Point localization data
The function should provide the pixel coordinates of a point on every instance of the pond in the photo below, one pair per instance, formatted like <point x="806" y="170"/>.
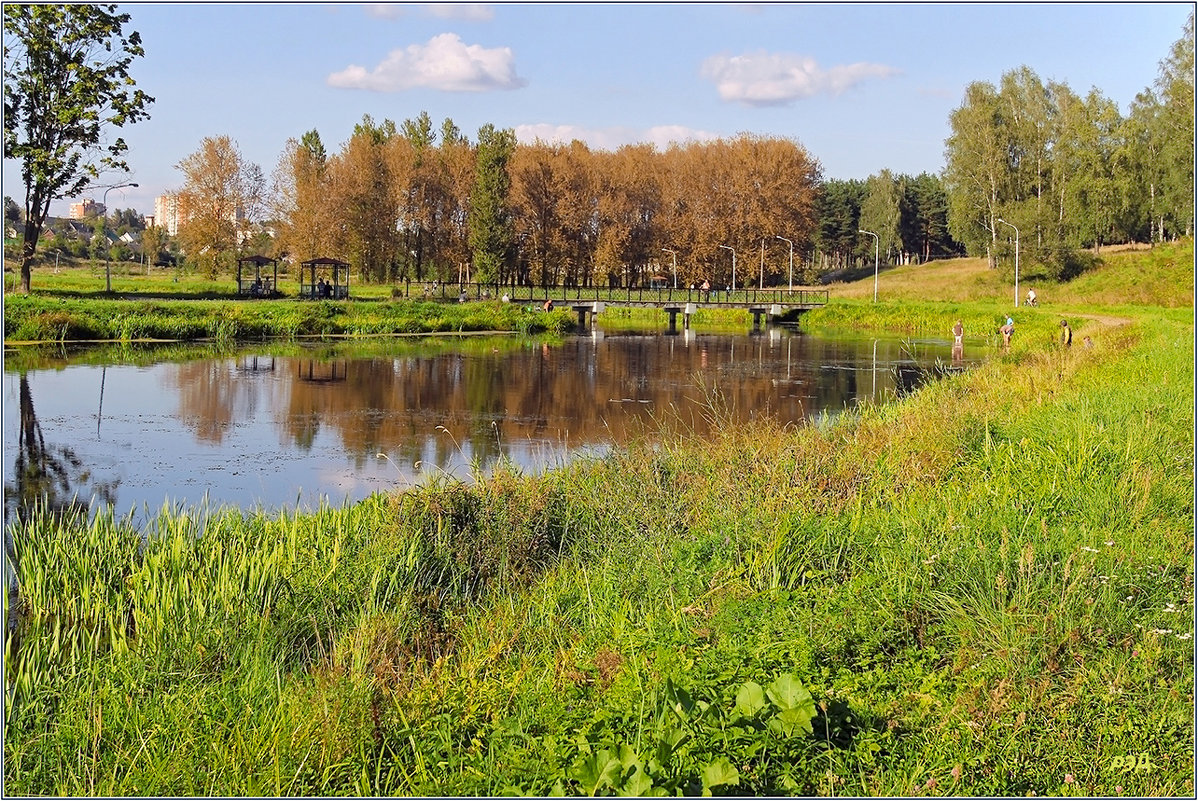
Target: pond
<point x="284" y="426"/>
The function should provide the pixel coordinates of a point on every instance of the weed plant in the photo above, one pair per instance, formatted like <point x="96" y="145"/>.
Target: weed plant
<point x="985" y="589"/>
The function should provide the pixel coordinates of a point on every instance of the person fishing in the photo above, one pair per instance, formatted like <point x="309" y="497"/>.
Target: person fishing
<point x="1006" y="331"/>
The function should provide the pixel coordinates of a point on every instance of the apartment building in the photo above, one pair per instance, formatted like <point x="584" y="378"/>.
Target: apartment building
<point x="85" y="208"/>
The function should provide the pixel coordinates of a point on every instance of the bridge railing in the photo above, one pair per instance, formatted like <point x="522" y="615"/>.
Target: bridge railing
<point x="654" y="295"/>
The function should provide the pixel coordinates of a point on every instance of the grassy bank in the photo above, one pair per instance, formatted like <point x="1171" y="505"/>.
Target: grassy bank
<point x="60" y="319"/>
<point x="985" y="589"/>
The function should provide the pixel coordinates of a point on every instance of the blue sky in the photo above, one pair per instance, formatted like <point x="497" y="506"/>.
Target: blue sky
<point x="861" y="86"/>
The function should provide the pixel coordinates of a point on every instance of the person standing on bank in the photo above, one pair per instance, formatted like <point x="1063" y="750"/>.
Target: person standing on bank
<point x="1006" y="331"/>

* * *

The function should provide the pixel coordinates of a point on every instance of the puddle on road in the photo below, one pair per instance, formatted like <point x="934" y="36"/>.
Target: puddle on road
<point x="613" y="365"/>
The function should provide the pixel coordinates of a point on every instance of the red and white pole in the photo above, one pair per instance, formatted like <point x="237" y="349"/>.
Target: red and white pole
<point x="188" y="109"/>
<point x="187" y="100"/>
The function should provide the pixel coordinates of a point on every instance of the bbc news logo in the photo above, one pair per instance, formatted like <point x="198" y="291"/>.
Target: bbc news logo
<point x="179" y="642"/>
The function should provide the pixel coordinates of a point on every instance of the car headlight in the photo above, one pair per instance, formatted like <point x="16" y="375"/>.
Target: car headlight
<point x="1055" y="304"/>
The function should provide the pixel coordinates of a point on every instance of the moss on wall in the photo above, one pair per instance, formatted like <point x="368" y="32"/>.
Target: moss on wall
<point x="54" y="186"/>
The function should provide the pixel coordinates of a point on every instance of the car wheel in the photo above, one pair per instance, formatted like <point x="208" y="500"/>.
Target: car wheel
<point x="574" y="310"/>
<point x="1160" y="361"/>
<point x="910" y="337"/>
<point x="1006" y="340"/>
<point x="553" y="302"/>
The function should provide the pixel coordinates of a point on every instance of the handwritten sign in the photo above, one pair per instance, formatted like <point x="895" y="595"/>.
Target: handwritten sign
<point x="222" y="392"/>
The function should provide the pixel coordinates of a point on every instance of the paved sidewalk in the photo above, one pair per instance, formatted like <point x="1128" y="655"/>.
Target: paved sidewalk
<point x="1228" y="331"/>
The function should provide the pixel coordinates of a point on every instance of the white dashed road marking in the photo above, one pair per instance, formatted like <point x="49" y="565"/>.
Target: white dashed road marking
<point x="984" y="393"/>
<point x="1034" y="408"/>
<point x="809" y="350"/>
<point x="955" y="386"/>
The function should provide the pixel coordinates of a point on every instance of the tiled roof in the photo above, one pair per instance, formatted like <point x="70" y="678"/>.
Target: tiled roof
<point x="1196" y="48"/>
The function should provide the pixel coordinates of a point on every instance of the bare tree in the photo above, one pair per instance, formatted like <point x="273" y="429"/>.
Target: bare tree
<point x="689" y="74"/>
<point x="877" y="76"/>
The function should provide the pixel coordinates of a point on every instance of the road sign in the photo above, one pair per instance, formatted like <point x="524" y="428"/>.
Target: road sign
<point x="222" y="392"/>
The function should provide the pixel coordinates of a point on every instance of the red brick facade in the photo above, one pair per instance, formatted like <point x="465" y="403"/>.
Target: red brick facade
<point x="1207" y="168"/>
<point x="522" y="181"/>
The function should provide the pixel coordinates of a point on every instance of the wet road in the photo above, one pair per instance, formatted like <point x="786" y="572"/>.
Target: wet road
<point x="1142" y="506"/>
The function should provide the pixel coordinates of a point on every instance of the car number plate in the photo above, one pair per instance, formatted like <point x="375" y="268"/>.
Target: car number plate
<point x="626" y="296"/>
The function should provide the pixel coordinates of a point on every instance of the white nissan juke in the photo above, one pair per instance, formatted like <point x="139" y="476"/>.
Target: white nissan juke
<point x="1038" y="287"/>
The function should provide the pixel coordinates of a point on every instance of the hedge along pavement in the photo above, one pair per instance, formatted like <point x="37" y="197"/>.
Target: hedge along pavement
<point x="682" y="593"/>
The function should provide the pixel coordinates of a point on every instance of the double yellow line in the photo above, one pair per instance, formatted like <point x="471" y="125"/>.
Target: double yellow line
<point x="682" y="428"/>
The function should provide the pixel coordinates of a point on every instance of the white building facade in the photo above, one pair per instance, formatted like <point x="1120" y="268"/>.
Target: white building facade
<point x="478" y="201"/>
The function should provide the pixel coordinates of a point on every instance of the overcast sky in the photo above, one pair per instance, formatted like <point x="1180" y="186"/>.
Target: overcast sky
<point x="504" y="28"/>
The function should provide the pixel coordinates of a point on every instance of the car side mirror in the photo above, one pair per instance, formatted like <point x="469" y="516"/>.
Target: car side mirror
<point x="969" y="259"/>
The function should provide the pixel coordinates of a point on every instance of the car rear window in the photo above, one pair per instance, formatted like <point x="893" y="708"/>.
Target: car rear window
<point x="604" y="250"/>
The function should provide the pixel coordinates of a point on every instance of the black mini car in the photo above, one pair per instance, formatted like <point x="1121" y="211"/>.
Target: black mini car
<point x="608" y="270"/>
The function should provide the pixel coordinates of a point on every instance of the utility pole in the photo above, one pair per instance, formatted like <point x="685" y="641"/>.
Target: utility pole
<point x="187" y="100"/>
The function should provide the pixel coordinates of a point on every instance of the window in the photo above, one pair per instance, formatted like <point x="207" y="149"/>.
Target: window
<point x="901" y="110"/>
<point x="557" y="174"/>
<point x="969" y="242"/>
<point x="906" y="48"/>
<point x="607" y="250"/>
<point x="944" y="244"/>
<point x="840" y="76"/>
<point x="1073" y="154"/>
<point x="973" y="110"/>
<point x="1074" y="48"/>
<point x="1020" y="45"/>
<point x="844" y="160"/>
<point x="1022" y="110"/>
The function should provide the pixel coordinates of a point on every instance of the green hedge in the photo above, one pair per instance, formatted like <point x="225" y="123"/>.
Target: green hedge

#### TRY IT:
Among the lines of the data above, find those with the word "green" and show them.

#### EXERCISE RESPONSE:
The function should provide the pixel coordinates of a point on every instance of the green hedge in the photo above, one pair per instance, formatted like <point x="225" y="123"/>.
Target: green hedge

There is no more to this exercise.